(EXERCISE INSTRUCTIONS) Write out the following listing's lines from the one with "Target: black fender flare" to the one with "the parked suv", exactly, with both included and no others.
────
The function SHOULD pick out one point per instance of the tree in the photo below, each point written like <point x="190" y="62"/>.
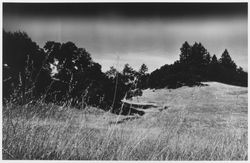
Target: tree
<point x="185" y="53"/>
<point x="226" y="61"/>
<point x="24" y="59"/>
<point x="143" y="69"/>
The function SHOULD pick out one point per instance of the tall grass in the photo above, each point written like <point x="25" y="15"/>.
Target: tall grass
<point x="49" y="132"/>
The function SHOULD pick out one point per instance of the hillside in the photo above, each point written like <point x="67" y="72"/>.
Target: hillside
<point x="191" y="123"/>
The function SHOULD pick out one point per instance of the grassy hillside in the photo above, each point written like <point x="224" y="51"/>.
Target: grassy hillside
<point x="191" y="123"/>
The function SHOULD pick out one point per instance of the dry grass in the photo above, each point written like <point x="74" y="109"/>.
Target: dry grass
<point x="201" y="123"/>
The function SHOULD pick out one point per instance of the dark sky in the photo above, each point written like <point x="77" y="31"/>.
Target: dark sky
<point x="150" y="33"/>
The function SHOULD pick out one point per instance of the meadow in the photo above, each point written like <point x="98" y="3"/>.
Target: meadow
<point x="191" y="123"/>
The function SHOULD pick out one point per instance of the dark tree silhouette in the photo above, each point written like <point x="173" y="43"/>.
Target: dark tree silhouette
<point x="22" y="62"/>
<point x="195" y="65"/>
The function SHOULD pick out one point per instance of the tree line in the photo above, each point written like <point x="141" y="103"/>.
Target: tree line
<point x="196" y="65"/>
<point x="65" y="74"/>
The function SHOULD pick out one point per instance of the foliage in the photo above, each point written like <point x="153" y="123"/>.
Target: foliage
<point x="196" y="65"/>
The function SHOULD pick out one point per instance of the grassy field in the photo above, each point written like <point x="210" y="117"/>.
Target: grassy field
<point x="191" y="123"/>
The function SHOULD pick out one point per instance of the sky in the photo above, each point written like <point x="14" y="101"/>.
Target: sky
<point x="135" y="33"/>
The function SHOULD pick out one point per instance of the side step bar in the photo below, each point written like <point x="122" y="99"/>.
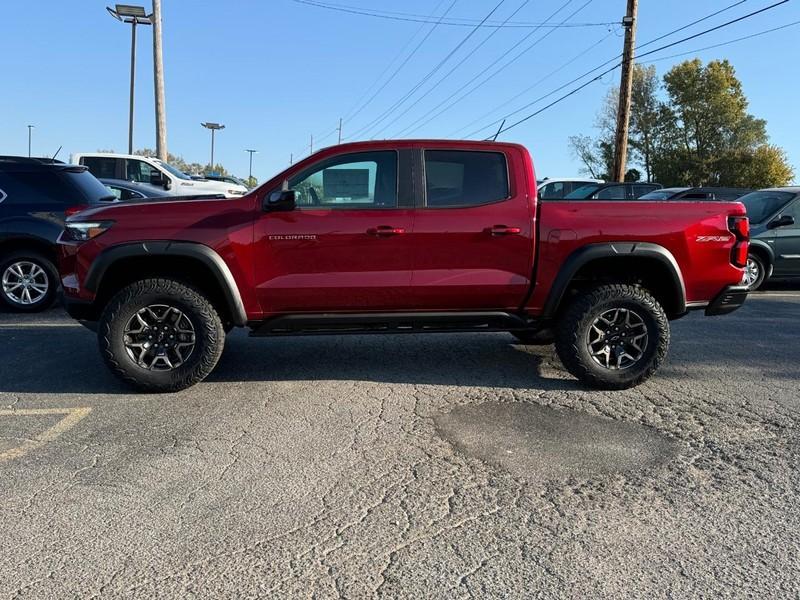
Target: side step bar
<point x="409" y="322"/>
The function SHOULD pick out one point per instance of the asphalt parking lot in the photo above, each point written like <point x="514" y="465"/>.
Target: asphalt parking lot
<point x="405" y="466"/>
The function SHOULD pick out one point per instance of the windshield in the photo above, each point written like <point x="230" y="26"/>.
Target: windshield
<point x="762" y="205"/>
<point x="582" y="192"/>
<point x="175" y="171"/>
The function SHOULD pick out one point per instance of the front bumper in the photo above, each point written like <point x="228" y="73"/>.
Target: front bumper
<point x="727" y="301"/>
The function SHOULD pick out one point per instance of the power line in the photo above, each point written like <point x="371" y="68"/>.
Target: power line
<point x="416" y="124"/>
<point x="359" y="107"/>
<point x="451" y="71"/>
<point x="600" y="66"/>
<point x="733" y="41"/>
<point x="430" y="74"/>
<point x="536" y="83"/>
<point x="589" y="72"/>
<point x="453" y="21"/>
<point x="403" y="64"/>
<point x="670" y="45"/>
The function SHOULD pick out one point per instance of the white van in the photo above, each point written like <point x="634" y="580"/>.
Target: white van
<point x="148" y="169"/>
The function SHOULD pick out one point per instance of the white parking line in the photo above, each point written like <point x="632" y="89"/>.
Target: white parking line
<point x="73" y="415"/>
<point x="34" y="325"/>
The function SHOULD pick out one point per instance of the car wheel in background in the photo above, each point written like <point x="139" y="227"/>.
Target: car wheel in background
<point x="28" y="281"/>
<point x="613" y="337"/>
<point x="159" y="335"/>
<point x="755" y="272"/>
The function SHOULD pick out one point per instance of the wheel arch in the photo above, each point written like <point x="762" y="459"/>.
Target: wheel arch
<point x="651" y="264"/>
<point x="189" y="262"/>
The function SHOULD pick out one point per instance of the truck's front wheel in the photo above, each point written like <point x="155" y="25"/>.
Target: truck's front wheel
<point x="613" y="337"/>
<point x="160" y="335"/>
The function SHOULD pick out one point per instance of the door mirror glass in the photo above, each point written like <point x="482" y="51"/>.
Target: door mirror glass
<point x="781" y="221"/>
<point x="280" y="201"/>
<point x="157" y="178"/>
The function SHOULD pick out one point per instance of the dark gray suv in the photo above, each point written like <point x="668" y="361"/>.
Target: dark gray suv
<point x="774" y="235"/>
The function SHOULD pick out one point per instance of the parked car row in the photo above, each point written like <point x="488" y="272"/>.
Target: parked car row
<point x="152" y="171"/>
<point x="36" y="195"/>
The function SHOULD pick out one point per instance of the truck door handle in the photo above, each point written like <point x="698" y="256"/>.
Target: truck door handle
<point x="503" y="230"/>
<point x="385" y="231"/>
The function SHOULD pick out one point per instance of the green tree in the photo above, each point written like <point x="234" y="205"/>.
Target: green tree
<point x="700" y="133"/>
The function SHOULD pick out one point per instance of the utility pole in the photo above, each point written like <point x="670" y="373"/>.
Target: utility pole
<point x="133" y="15"/>
<point x="158" y="74"/>
<point x="250" y="177"/>
<point x="214" y="127"/>
<point x="625" y="88"/>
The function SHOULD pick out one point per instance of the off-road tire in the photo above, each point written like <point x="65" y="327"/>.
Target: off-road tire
<point x="573" y="331"/>
<point x="208" y="330"/>
<point x="50" y="272"/>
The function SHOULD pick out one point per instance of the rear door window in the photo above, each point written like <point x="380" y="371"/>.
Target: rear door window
<point x="458" y="178"/>
<point x="612" y="192"/>
<point x="37" y="187"/>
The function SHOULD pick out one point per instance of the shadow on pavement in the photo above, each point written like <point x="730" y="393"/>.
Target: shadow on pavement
<point x="50" y="354"/>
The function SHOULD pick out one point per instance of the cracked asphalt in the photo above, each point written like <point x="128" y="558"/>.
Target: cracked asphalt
<point x="438" y="466"/>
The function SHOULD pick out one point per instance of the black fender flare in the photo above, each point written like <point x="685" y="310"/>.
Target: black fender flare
<point x="764" y="248"/>
<point x="194" y="250"/>
<point x="590" y="252"/>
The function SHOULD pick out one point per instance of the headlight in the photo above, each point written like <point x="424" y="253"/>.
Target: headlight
<point x="82" y="231"/>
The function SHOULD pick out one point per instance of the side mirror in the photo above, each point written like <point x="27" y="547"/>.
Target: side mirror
<point x="282" y="201"/>
<point x="781" y="221"/>
<point x="160" y="180"/>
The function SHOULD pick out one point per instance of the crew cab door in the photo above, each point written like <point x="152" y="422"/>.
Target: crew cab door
<point x="473" y="230"/>
<point x="346" y="245"/>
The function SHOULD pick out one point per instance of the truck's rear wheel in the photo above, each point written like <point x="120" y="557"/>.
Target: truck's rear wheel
<point x="160" y="335"/>
<point x="613" y="337"/>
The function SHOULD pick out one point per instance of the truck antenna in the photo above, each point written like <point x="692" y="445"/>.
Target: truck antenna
<point x="499" y="129"/>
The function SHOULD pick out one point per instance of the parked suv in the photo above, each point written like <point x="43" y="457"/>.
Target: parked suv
<point x="398" y="237"/>
<point x="612" y="191"/>
<point x="775" y="248"/>
<point x="35" y="196"/>
<point x="150" y="170"/>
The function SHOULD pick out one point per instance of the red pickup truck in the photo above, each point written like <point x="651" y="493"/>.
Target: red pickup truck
<point x="400" y="237"/>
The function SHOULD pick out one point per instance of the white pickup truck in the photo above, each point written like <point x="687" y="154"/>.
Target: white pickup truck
<point x="151" y="170"/>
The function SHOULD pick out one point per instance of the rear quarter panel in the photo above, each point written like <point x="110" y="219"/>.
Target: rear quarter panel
<point x="696" y="233"/>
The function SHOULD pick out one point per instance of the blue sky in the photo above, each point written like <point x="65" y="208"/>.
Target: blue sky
<point x="276" y="71"/>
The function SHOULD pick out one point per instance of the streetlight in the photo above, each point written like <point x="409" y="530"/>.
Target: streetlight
<point x="250" y="177"/>
<point x="135" y="15"/>
<point x="213" y="127"/>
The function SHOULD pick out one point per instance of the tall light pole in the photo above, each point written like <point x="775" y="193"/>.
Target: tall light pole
<point x="158" y="88"/>
<point x="135" y="15"/>
<point x="250" y="176"/>
<point x="625" y="89"/>
<point x="214" y="127"/>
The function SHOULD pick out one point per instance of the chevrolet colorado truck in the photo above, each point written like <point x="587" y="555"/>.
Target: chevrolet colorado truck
<point x="400" y="237"/>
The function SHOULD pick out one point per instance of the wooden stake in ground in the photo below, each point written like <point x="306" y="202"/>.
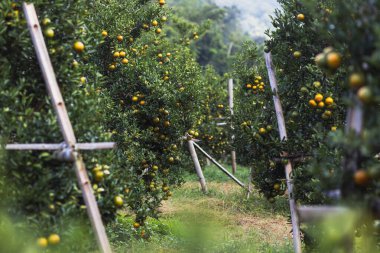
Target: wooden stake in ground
<point x="288" y="166"/>
<point x="197" y="166"/>
<point x="65" y="125"/>
<point x="231" y="105"/>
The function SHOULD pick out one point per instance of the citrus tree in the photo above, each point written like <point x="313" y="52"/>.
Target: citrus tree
<point x="41" y="191"/>
<point x="310" y="97"/>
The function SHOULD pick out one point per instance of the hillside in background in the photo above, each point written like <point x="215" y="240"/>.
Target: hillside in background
<point x="254" y="15"/>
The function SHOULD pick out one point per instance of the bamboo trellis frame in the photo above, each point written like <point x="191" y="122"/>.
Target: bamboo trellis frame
<point x="288" y="167"/>
<point x="231" y="106"/>
<point x="314" y="213"/>
<point x="69" y="148"/>
<point x="192" y="145"/>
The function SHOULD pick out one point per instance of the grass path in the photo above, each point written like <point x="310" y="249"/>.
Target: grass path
<point x="221" y="221"/>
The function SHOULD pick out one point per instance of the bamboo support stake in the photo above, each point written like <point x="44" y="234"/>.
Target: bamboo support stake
<point x="60" y="146"/>
<point x="231" y="105"/>
<point x="288" y="166"/>
<point x="219" y="165"/>
<point x="65" y="125"/>
<point x="48" y="73"/>
<point x="316" y="213"/>
<point x="197" y="166"/>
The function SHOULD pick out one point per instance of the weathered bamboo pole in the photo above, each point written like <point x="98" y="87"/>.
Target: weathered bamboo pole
<point x="288" y="166"/>
<point x="65" y="124"/>
<point x="231" y="105"/>
<point x="316" y="213"/>
<point x="59" y="146"/>
<point x="219" y="165"/>
<point x="197" y="166"/>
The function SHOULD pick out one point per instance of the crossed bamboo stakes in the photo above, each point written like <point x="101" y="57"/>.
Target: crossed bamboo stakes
<point x="69" y="149"/>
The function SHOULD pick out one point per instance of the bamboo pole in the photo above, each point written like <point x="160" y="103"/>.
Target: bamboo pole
<point x="60" y="146"/>
<point x="65" y="124"/>
<point x="231" y="105"/>
<point x="315" y="213"/>
<point x="219" y="165"/>
<point x="288" y="166"/>
<point x="197" y="166"/>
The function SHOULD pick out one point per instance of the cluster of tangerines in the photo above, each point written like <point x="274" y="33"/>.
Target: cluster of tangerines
<point x="321" y="103"/>
<point x="257" y="86"/>
<point x="330" y="61"/>
<point x="52" y="240"/>
<point x="138" y="99"/>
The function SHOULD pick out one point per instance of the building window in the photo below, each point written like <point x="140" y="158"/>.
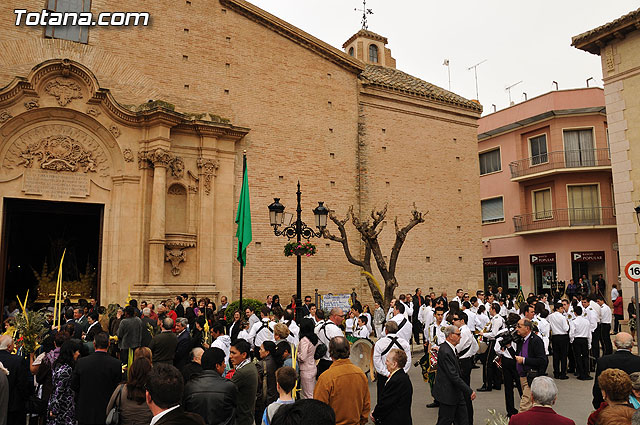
────
(FINISHED EXERCISE)
Target: black fender flare
<point x="764" y="248"/>
<point x="194" y="250"/>
<point x="590" y="252"/>
The function SHOULD pick out one point per instance of the headlight in the photo above, each point written like <point x="424" y="253"/>.
Target: headlight
<point x="82" y="231"/>
The function SHOULD pick out one point per instance of the side mirror in the photo above, each point written like <point x="27" y="547"/>.
Target: side mirror
<point x="282" y="201"/>
<point x="781" y="221"/>
<point x="160" y="180"/>
The function SHOULD pick out one point per instance of the crew cab door in the photo above, each point written like <point x="152" y="422"/>.
Target: crew cab door
<point x="473" y="230"/>
<point x="346" y="245"/>
The function SHOULD pick out one point per instance of the truck's rear wheel in the photo above, each point written like <point x="120" y="557"/>.
Target: truck's rear wheel
<point x="160" y="335"/>
<point x="613" y="337"/>
The function SHOULD pick out one point per instance of the truck antenna in the photo above, each point written like <point x="692" y="445"/>.
Target: truck antenna
<point x="499" y="129"/>
The function SHOULD pick out one point per instance of the parked suv in the photo above, each point written like <point x="43" y="457"/>.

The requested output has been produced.